Exercise goal. Only the run of lines from the one containing "Segment every instance of the tall" through the last line should be returned, exactly as written.

[Begin Input data]

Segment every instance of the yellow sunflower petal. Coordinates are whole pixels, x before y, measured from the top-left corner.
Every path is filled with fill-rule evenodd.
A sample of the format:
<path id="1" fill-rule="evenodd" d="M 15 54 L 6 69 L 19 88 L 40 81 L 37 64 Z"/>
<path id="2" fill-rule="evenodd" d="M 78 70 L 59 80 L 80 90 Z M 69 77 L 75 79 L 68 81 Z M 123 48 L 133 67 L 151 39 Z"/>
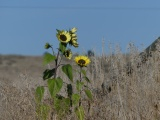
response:
<path id="1" fill-rule="evenodd" d="M 68 43 L 71 40 L 71 35 L 67 31 L 59 31 L 56 36 L 62 43 Z"/>

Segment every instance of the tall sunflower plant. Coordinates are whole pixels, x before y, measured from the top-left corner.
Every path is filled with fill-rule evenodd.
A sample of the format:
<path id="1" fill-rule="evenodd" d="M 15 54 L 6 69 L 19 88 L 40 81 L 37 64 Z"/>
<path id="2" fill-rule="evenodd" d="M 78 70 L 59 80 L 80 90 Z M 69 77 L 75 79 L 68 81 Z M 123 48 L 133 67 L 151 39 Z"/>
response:
<path id="1" fill-rule="evenodd" d="M 53 117 L 55 114 L 58 118 L 62 119 L 69 114 L 75 113 L 79 120 L 84 120 L 85 110 L 82 104 L 84 93 L 88 101 L 92 101 L 92 93 L 88 87 L 90 80 L 86 76 L 84 67 L 91 62 L 87 56 L 76 56 L 74 62 L 78 66 L 79 78 L 73 76 L 73 68 L 70 64 L 62 64 L 61 61 L 64 57 L 72 60 L 72 51 L 68 46 L 77 48 L 77 29 L 74 27 L 70 30 L 57 30 L 56 37 L 59 41 L 59 48 L 55 54 L 52 45 L 45 44 L 45 49 L 51 49 L 52 53 L 44 55 L 44 65 L 54 62 L 54 68 L 46 69 L 43 72 L 43 80 L 47 81 L 47 86 L 38 86 L 35 91 L 36 113 L 39 119 L 46 120 L 48 117 Z M 69 83 L 64 81 L 57 70 L 61 69 L 69 79 Z M 78 80 L 77 80 L 78 79 Z M 87 83 L 87 85 L 86 85 Z M 60 94 L 62 88 L 65 88 L 66 96 Z M 44 92 L 46 88 L 49 90 L 50 99 L 53 105 L 47 105 L 44 101 Z M 73 91 L 73 88 L 76 90 Z M 52 118 L 51 118 L 52 119 Z"/>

[End Input data]

Response to this task.
Segment every instance of the tall sunflower plant. Coordinates are whole pixels, x before y, measured from the top-left corner.
Every path is filled with fill-rule evenodd.
A sample of the format:
<path id="1" fill-rule="evenodd" d="M 15 54 L 6 69 L 19 88 L 40 81 L 37 64 Z"/>
<path id="2" fill-rule="evenodd" d="M 78 70 L 59 80 L 80 90 Z M 69 77 L 75 79 L 68 81 Z M 123 48 L 133 67 L 151 39 Z"/>
response:
<path id="1" fill-rule="evenodd" d="M 53 117 L 55 114 L 58 118 L 62 119 L 69 114 L 75 113 L 79 120 L 84 120 L 85 110 L 82 104 L 84 93 L 88 101 L 92 101 L 92 93 L 88 87 L 90 80 L 86 76 L 84 67 L 91 62 L 87 56 L 76 56 L 74 62 L 78 66 L 79 78 L 73 76 L 73 68 L 70 64 L 62 64 L 61 61 L 64 57 L 72 60 L 72 51 L 68 46 L 77 48 L 77 29 L 74 27 L 70 30 L 57 30 L 56 37 L 59 41 L 59 48 L 55 54 L 52 45 L 45 44 L 45 49 L 51 49 L 52 53 L 44 55 L 44 65 L 54 62 L 54 68 L 46 69 L 43 72 L 43 80 L 47 81 L 47 86 L 38 86 L 35 91 L 36 113 L 39 119 L 46 120 L 48 117 Z M 69 83 L 64 81 L 57 70 L 61 69 L 69 79 Z M 78 80 L 77 80 L 78 79 Z M 87 83 L 87 85 L 86 85 Z M 60 94 L 62 88 L 65 88 L 66 96 Z M 44 92 L 46 88 L 49 90 L 50 99 L 53 105 L 47 105 L 44 101 Z M 73 91 L 73 88 L 76 90 Z M 52 118 L 51 118 L 52 119 Z"/>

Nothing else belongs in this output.